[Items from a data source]
..........
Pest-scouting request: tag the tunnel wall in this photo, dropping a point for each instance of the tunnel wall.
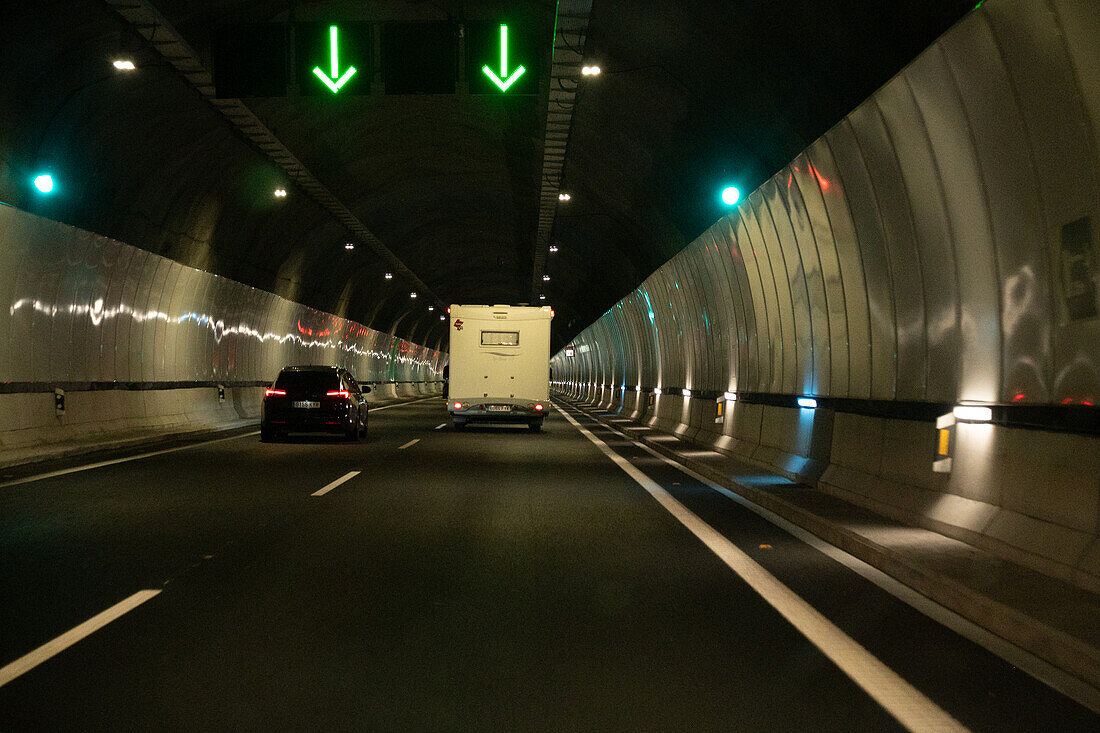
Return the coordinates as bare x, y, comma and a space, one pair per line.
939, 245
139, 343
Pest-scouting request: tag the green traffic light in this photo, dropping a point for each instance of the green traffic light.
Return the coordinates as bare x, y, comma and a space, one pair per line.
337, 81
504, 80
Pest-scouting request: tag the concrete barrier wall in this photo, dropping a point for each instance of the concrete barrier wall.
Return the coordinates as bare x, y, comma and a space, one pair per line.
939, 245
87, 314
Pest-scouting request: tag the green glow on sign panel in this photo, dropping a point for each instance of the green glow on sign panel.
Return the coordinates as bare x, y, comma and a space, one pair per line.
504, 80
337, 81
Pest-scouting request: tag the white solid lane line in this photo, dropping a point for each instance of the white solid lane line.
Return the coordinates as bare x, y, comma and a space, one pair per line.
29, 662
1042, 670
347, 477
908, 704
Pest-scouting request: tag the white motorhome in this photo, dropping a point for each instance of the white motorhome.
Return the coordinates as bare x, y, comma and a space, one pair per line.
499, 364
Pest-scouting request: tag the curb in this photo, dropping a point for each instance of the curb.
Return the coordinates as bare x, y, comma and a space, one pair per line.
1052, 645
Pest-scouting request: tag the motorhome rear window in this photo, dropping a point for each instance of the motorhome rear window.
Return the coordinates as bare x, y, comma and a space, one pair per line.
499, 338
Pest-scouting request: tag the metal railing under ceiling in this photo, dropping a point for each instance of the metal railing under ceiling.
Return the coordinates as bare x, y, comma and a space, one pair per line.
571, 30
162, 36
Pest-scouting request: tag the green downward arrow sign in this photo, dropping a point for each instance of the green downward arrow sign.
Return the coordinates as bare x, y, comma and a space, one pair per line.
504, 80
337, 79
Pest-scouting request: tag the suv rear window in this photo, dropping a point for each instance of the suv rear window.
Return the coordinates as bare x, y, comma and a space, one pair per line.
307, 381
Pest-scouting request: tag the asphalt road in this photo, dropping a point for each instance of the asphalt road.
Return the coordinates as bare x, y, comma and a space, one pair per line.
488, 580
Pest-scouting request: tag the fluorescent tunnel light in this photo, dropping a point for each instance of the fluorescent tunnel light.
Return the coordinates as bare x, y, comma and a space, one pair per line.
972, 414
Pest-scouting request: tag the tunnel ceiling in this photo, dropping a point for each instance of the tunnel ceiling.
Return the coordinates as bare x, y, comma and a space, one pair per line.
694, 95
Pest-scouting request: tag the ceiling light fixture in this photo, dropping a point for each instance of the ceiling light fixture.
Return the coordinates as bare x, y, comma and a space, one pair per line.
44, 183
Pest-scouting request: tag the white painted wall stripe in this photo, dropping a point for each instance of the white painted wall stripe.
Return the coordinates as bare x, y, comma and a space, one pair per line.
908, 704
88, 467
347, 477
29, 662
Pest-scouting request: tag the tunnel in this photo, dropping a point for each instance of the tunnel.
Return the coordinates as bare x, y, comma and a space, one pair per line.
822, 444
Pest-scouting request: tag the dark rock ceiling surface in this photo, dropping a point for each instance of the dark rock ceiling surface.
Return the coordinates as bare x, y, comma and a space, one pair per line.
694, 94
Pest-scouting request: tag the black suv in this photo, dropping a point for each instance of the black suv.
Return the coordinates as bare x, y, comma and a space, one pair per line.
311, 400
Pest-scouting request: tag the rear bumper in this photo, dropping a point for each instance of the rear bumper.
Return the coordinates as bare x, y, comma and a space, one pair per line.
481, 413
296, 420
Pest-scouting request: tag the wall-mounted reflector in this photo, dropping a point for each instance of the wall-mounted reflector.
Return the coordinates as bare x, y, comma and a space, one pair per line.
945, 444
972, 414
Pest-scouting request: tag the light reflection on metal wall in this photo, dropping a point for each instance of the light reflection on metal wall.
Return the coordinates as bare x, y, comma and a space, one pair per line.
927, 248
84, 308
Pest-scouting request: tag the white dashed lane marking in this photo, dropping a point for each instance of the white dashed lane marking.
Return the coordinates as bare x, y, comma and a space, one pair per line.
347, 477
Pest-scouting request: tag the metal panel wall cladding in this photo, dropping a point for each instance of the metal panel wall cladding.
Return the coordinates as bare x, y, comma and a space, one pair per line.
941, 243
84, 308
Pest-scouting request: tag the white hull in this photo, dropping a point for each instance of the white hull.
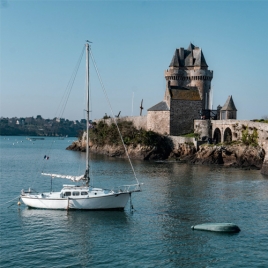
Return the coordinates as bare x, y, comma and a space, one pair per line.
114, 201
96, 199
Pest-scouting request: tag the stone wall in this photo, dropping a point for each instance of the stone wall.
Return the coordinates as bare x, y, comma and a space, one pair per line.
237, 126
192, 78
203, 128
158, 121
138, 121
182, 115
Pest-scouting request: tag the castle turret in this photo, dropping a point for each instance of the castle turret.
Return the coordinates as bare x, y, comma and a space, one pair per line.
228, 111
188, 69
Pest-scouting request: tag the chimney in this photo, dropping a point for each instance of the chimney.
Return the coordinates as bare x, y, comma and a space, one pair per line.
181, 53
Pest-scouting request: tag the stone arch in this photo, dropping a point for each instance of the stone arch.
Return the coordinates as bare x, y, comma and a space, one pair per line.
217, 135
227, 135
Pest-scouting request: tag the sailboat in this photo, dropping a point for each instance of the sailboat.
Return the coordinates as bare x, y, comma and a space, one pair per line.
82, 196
..........
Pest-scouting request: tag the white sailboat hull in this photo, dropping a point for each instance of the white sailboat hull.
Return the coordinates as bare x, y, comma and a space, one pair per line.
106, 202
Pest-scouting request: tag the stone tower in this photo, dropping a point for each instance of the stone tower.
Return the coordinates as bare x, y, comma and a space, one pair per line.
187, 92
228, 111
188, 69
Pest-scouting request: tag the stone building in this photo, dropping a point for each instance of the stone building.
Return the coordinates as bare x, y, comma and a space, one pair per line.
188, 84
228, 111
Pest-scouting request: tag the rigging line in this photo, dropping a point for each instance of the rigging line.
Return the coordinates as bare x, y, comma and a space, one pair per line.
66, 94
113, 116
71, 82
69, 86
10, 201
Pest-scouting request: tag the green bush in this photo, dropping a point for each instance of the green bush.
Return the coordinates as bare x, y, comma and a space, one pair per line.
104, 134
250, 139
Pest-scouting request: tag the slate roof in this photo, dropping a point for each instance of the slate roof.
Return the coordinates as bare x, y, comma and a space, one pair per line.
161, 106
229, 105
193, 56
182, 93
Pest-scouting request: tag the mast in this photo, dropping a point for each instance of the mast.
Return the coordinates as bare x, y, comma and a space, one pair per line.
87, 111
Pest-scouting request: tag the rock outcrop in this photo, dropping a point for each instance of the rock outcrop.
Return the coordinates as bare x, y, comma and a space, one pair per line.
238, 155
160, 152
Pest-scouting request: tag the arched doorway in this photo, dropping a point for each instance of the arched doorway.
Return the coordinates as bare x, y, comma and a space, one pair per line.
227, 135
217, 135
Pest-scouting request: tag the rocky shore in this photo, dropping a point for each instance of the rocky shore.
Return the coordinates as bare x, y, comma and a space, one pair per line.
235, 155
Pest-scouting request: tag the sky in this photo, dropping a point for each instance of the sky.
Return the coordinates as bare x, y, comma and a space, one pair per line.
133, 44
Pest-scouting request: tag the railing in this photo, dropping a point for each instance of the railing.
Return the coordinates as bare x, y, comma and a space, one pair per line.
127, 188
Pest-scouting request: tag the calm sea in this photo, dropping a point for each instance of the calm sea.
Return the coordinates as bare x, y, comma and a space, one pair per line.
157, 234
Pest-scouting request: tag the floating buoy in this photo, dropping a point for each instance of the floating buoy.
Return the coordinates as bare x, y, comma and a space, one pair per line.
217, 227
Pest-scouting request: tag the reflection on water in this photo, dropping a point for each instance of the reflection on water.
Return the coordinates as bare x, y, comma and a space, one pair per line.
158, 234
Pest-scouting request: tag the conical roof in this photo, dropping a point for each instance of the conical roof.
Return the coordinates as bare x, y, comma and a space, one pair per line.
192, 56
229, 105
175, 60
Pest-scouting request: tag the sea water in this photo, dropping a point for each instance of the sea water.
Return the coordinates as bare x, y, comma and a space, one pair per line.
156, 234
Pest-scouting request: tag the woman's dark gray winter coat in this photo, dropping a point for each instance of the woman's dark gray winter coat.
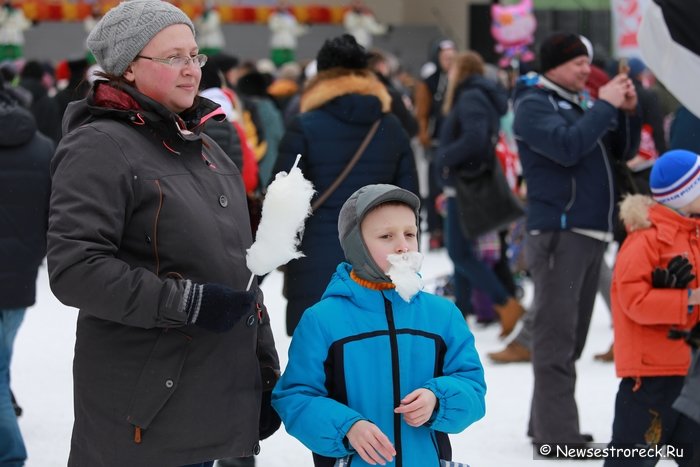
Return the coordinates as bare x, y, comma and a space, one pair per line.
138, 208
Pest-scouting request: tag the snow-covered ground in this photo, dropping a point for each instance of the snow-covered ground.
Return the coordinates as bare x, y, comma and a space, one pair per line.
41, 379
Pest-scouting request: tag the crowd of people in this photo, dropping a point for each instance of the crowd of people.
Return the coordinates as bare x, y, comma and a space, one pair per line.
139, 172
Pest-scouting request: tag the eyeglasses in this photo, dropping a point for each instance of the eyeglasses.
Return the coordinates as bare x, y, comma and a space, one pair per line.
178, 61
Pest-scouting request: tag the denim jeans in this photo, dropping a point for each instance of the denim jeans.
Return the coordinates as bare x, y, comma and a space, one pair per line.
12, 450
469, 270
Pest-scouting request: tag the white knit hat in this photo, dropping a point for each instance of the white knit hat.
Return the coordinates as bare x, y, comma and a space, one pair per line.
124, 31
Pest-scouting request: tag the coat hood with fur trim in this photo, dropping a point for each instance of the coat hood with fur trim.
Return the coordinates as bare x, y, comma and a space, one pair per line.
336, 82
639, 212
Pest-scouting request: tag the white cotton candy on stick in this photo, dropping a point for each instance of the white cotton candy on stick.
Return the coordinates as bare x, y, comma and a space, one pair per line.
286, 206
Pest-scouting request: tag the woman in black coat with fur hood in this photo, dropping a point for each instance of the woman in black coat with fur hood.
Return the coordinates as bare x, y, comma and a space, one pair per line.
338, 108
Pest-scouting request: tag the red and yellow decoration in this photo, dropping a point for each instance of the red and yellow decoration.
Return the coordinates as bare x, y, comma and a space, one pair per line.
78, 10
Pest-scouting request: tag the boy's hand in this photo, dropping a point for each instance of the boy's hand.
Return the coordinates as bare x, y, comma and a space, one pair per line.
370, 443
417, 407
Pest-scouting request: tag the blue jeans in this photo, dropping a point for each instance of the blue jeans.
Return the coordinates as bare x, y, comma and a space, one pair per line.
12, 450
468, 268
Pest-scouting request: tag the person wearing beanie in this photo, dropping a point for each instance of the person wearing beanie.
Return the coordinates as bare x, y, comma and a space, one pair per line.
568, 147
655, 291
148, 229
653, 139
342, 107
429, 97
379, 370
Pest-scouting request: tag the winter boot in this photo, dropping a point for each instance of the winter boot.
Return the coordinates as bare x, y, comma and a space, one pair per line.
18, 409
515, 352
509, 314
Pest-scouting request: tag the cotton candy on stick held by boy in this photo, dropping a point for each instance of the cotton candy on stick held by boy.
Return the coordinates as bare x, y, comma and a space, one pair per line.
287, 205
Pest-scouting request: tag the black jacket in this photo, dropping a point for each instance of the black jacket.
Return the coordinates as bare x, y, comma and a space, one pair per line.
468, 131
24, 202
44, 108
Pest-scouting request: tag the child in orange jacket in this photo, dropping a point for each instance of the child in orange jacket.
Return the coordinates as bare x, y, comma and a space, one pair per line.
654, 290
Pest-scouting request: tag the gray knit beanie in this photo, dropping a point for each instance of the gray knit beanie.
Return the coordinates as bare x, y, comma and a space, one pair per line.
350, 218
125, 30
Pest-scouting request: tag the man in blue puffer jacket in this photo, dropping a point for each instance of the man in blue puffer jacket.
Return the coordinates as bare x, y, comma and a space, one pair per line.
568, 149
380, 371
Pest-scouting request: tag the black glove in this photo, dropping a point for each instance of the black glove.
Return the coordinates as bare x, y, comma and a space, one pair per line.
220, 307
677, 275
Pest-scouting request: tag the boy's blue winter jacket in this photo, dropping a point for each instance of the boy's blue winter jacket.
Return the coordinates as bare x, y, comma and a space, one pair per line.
..........
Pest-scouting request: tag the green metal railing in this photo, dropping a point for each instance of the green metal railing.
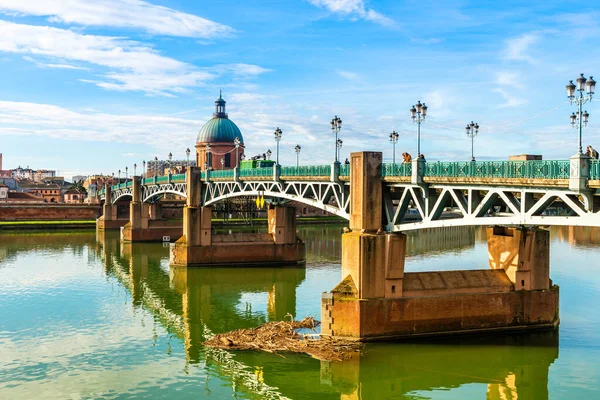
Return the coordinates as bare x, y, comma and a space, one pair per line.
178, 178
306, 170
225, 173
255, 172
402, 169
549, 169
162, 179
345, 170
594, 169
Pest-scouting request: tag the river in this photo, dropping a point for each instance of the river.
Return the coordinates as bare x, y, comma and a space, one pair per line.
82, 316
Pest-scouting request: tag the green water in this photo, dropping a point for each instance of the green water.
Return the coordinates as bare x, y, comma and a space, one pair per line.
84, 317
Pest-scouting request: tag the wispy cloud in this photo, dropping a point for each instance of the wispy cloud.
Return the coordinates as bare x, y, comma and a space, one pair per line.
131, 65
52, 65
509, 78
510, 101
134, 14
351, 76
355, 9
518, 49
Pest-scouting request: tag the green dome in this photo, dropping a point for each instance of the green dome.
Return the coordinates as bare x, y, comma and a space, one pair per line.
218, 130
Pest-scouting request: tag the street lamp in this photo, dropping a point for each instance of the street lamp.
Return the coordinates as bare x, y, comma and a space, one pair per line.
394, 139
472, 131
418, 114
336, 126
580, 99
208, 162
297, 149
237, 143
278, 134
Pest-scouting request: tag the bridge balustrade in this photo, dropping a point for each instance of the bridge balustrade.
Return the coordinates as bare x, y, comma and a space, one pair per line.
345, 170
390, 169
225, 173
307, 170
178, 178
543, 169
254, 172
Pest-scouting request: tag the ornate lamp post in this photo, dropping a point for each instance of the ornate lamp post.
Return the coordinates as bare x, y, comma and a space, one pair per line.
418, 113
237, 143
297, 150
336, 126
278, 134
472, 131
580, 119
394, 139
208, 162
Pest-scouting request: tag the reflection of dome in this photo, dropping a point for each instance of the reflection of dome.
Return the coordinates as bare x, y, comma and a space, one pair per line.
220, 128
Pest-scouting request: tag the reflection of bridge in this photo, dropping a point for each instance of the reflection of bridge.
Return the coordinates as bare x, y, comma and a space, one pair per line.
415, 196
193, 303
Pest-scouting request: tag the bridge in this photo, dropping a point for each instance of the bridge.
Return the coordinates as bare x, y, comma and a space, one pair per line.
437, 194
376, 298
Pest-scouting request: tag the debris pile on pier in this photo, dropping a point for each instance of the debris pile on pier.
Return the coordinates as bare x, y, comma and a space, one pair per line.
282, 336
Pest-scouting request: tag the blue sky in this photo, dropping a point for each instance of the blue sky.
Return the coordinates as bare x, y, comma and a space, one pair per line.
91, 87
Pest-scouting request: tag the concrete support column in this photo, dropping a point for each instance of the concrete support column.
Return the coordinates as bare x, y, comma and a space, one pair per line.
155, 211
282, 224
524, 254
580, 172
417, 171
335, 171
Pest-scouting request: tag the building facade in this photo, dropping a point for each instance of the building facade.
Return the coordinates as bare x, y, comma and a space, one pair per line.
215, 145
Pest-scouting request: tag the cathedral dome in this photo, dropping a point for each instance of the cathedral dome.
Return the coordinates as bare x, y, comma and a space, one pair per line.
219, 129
..........
* GOAL *
Report every line in the entries that contains the word "blue", copying each one in full.

* RESPONSE FOR THIS EXERCISE *
Pest-scouting request: tag the blue jeans in this photo, dropping a point for each instance of the blue jeans.
Pest-scouting request: tag the man in blue puffer jacket in this photo, dropping a point for each instance of the man in blue puffer jacket.
Pest-scouting request: tag the boy's blue winter jacket in this photo, dropping a point for each instance of the boy's blue winter jacket.
Pest-scouting request: tag the blue sky in this photo, dropping a point for each instance of the blue sky.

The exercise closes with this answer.